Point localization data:
# # # #

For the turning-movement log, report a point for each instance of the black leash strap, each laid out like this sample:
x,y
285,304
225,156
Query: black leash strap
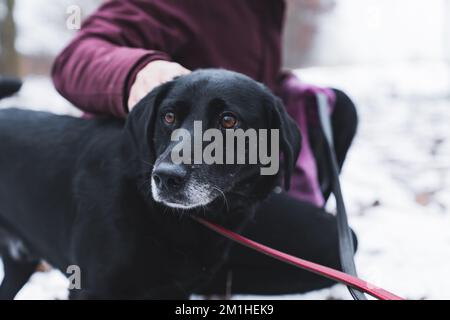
x,y
346,245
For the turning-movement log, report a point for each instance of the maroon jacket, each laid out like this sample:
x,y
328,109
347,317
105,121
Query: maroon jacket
x,y
95,72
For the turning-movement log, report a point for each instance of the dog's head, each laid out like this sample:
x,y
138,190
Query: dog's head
x,y
191,166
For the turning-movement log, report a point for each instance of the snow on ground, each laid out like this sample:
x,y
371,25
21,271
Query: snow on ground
x,y
396,180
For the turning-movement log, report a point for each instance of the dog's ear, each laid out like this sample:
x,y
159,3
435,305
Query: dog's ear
x,y
140,123
290,138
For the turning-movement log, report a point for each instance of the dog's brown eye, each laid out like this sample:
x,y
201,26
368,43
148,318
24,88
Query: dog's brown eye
x,y
169,117
228,121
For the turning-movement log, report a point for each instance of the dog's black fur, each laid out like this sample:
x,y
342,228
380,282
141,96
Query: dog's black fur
x,y
78,192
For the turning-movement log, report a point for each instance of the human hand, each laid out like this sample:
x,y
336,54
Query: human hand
x,y
152,75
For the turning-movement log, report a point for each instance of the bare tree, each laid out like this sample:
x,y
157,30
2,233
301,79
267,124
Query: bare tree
x,y
9,59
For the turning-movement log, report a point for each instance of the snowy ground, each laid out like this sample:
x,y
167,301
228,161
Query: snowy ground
x,y
396,180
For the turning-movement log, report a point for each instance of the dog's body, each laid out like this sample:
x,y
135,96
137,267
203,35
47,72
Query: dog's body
x,y
78,192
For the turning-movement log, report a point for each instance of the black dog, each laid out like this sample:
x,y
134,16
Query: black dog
x,y
79,192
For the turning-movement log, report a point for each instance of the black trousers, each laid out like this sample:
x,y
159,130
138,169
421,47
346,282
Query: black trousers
x,y
293,226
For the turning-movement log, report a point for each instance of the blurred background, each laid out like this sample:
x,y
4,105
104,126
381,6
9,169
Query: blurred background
x,y
391,56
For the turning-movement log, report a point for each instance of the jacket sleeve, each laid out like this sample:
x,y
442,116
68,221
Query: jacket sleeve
x,y
96,70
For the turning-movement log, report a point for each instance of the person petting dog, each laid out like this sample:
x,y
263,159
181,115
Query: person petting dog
x,y
127,48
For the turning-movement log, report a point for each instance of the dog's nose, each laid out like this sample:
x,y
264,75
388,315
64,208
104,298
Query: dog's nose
x,y
169,176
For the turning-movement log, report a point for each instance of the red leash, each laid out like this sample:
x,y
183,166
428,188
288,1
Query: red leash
x,y
330,273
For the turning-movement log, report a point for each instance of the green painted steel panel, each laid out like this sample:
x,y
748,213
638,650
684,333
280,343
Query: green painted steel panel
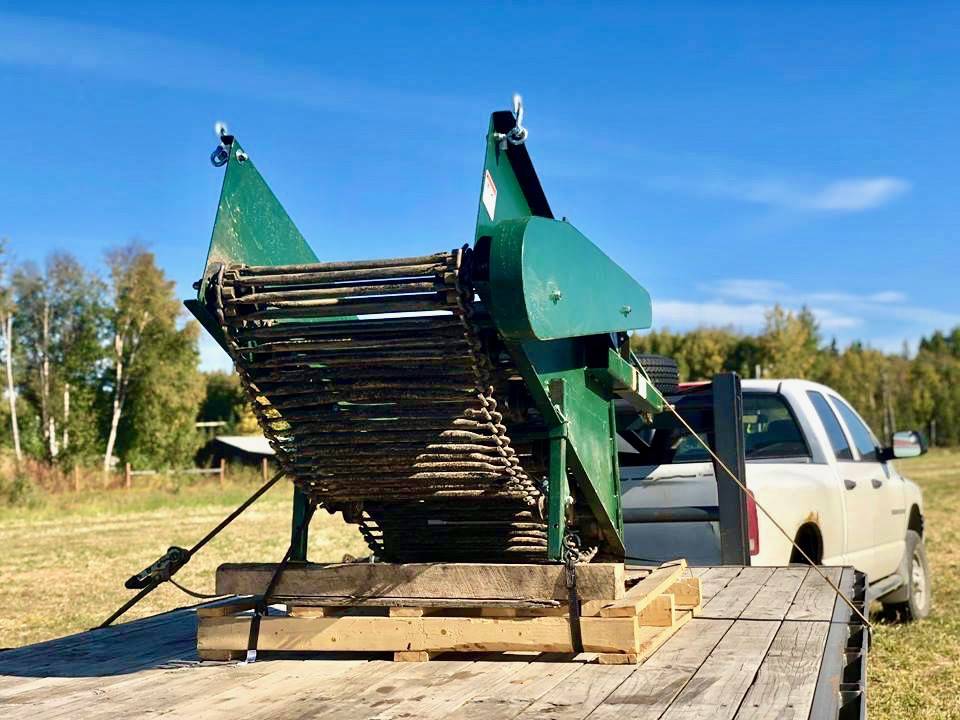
x,y
548,281
252,226
551,339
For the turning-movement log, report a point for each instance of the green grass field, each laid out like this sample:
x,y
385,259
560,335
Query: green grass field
x,y
65,561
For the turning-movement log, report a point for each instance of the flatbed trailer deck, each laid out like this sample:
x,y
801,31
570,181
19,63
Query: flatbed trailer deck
x,y
768,642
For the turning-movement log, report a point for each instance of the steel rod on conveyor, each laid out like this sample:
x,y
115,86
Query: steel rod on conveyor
x,y
337,307
336,291
350,264
320,349
301,278
434,324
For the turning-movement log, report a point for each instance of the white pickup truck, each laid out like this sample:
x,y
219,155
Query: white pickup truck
x,y
813,463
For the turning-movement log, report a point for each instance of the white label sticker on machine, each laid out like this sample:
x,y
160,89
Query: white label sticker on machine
x,y
489,194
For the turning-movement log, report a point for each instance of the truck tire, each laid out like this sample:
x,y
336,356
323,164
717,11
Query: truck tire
x,y
662,370
917,605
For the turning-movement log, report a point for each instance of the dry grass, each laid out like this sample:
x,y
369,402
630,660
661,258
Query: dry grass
x,y
65,561
914,670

# # # #

Exercise requirements ▸ The records above need to be reproduced exactly, with all images omitted.

Output for this task ▸
For the turning-movement log, report a point for each instance of the black leash strap, each laid out like this sample:
x,y
285,304
225,156
Query: black leash strap
x,y
346,245
For the turning-movement log, report a point for each instance of the maroon jacket, each laid out like this sample:
x,y
328,109
347,317
105,121
Query: maroon jacket
x,y
95,72
For the turning-movement log, report a point for each instance of the dog's head, each laid out like this sample:
x,y
138,190
Query: dog's head
x,y
191,166
For the turning-movement log, report a point for each instance of the snow on ground, each laid out like this sample:
x,y
371,25
21,271
Query: snow on ground
x,y
396,180
For the turning-movement log, report a point for each instance of the dog's ear, each laid out like this sample:
x,y
159,3
435,305
Query: dog's ear
x,y
140,123
290,138
For the turning-movement log, report a point for each instance of the dog's brown eye, each laid out like this sample:
x,y
201,26
368,43
148,318
24,88
Query: dog's brown eye
x,y
169,117
228,121
For the turning-movement log, report a point for each instance of the dog's black fur, each laid out like this sample:
x,y
342,228
380,282
141,96
Query: dog's black fur
x,y
78,192
For the turning-movement log, report a point for each instance of the human hand, each laid out like this sample:
x,y
336,54
Query: human hand
x,y
152,75
For the turning-movement log, report a point for each instance of the bare tree, each laid out like this sample:
x,y
157,30
2,233
301,79
267,124
Query: bare tree
x,y
9,59
For the turning-movement log, report a point for each instance of the snowy ground, each laid out like this sample:
x,y
167,301
228,161
Query: snowy ground
x,y
396,180
For the turning-movement log, report a point for each instance of the dog's body, each laid out like this sample:
x,y
135,96
137,267
203,35
47,72
Query: dog's body
x,y
78,192
For the turning-movement log, report a point for each instance of the black dog, each laid out like this sample:
x,y
134,16
Query: black dog
x,y
79,192
For the turning-movement log, report a point for each instance of the black trousers, each laid out like this sample:
x,y
159,130
138,169
421,47
346,282
Query: black trousers
x,y
293,226
For the turning-movement log, report a point for each instance of the blurred background, each laid out like this sample:
x,y
4,105
104,126
381,6
9,169
Query: blurred background
x,y
391,56
For the turning-movement log, report a point for each instance of the jacket sleeve, each laid out like this sample:
x,y
442,116
68,221
Query: jacket sleeve
x,y
96,70
For the turning-movement log, report a point for each instance of the person petting dog, each laid out like this sample:
x,y
263,159
181,115
Query: person petting dog
x,y
127,48
For the turning-movement log, report a point for each instance of the dog's nose, each laid out like this sample:
x,y
264,75
388,315
64,208
104,298
Query: dog's nose
x,y
169,176
For the turning-movement log, report a point for each instance of the red leash, each laid out like this sample:
x,y
183,166
428,188
288,1
Query: red leash
x,y
330,273
For the turning-movement log, report a point for each instance of the green painted steel panel, each laid out like this sample:
x,y
748,213
638,650
684,333
280,343
Query: green painted steel panel
x,y
548,281
252,226
551,339
For the turning-movement log, report a point for each instance of the green grass field, each laid out like this sample:
x,y
385,259
560,335
Query: green grass field
x,y
65,561
For the turning-movement log, report a point for each instance of the flatbed trailer deck, each laid out like this sample:
x,y
801,31
570,181
19,63
Query: flatbed trailer deck
x,y
768,642
For the turning-movement log, report a point for each instance of the steel rod on conveyor, each laid out like this sample:
x,y
115,86
Query: steel rod on conveyor
x,y
337,307
336,291
350,264
320,349
301,278
434,324
For the turning-movement log, report a point for each instance of the white pickup truck, each laid out like this sample:
x,y
219,155
Query: white pickup truck
x,y
813,463
For the turning-movement log, report a point for each instance of the white label sticker on machine, each laid out like this sample:
x,y
160,89
Query: white label sticker on machine
x,y
489,194
For the turning-movement log, report a point for each instance of the truck tire, each laid out like this sample:
x,y
336,356
323,164
717,11
Query: truck tire
x,y
662,370
917,605
For the turning-movement log, report a point for each instance of the dry grass, each laid out like this sample:
x,y
369,402
630,660
661,258
Query: dry grass
x,y
65,561
914,670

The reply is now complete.